(A run of records)
==========
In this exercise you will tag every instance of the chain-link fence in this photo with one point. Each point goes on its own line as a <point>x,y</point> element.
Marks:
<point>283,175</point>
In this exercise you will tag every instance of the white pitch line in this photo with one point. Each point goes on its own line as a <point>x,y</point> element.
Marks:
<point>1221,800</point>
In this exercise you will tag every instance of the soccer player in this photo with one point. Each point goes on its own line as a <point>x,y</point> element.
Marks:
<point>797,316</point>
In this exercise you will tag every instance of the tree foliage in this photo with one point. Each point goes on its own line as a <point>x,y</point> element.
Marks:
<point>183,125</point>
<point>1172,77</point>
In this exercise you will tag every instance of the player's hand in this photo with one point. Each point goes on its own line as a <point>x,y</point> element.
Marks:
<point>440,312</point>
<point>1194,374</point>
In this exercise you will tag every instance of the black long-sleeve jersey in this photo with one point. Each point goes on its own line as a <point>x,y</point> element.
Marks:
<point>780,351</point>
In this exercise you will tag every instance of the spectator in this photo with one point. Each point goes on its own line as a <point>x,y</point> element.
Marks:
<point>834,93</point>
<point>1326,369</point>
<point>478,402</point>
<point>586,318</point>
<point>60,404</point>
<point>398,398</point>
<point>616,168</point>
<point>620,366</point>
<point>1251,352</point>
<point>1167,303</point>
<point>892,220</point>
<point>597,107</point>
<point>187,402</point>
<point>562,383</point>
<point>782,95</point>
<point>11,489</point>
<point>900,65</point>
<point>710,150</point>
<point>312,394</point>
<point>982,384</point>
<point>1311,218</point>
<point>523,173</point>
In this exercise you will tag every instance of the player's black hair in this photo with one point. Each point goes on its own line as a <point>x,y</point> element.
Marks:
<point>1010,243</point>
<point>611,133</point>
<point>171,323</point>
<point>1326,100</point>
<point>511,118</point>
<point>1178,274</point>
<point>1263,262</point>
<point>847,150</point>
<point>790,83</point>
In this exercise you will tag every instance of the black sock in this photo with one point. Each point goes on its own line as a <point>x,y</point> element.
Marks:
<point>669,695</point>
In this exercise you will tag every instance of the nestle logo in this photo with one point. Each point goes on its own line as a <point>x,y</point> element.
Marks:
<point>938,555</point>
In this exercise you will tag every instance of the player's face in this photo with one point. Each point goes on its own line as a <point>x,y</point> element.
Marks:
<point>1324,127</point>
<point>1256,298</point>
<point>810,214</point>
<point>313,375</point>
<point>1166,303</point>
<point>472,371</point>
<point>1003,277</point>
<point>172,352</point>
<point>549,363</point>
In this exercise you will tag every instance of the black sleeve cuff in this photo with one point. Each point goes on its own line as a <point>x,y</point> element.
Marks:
==========
WORK TO BE COMPLETED: The lines above should be duplicated exactly.

OUTPUT FOR THIS TASK:
In this exercise you will tag every instance of the chain-link fence in this photo with one point. Each point goes on its own line as a <point>x,y</point> element.
Marks:
<point>283,175</point>
In this exercise you will tag every instance of the white pitch line in this photo with one point. Each point goes on its own line as a <point>x,y</point> element.
Marks:
<point>1221,800</point>
In this exercise you will tag every instance of the soccer player in this photo with one point. Each point goes on its own line as a <point>x,y</point> element.
Marks:
<point>797,316</point>
In this exercise you will tag every instance of the tree foliage in this photo with one point. Each point goes on its own line as a <point>x,y</point> element.
Marks:
<point>183,125</point>
<point>1172,77</point>
In this exercise you will tag every instance of the player's hand in this photo with one point. Each point goes on its own line as a <point>x,y</point> element.
Marks:
<point>440,312</point>
<point>1194,374</point>
In this exercise you will tag every instance of the black long-sleeve jersey in this photo with one point. Each point goes on its own line as a <point>x,y</point> element.
Marks:
<point>780,351</point>
In this exercise you will tag every instance of the spectator in this photo with one point. Each point goes on its own line as a <point>x,y</point> element.
Marks:
<point>834,93</point>
<point>1326,369</point>
<point>478,402</point>
<point>586,318</point>
<point>60,404</point>
<point>398,398</point>
<point>616,168</point>
<point>620,366</point>
<point>1251,352</point>
<point>1167,303</point>
<point>892,220</point>
<point>597,107</point>
<point>187,402</point>
<point>562,383</point>
<point>782,95</point>
<point>11,489</point>
<point>900,65</point>
<point>710,150</point>
<point>312,394</point>
<point>982,384</point>
<point>1311,218</point>
<point>523,173</point>
In this exercise you will tag every instance of the player's black hair in this photo with one point. Each point goes on its own line as a <point>x,y</point> element.
Marks:
<point>1010,243</point>
<point>611,133</point>
<point>171,323</point>
<point>1326,100</point>
<point>511,118</point>
<point>1178,274</point>
<point>1263,262</point>
<point>847,150</point>
<point>790,83</point>
In this exercise you will tag every instance of the black sock in this photo with one point. Each point goes on its own line as a <point>x,y</point> element.
Marks:
<point>669,695</point>
In this exercise you will tag every instance of the nestle logo in this photo with one point. Each point goes on its own line as a <point>x,y</point> element.
Marks:
<point>938,555</point>
In this exercise you will tag every instance of the player's face in this photo with one point. Each point goes on its own line as a <point>x,y</point> element.
Marks:
<point>1324,127</point>
<point>1256,298</point>
<point>810,214</point>
<point>313,375</point>
<point>1166,303</point>
<point>472,371</point>
<point>1003,277</point>
<point>172,352</point>
<point>549,363</point>
In this exercise you will tag every instance of the black sleeve cuff in this photo with one point. Each point goes on its own line as a <point>x,y</point> element.
Marks:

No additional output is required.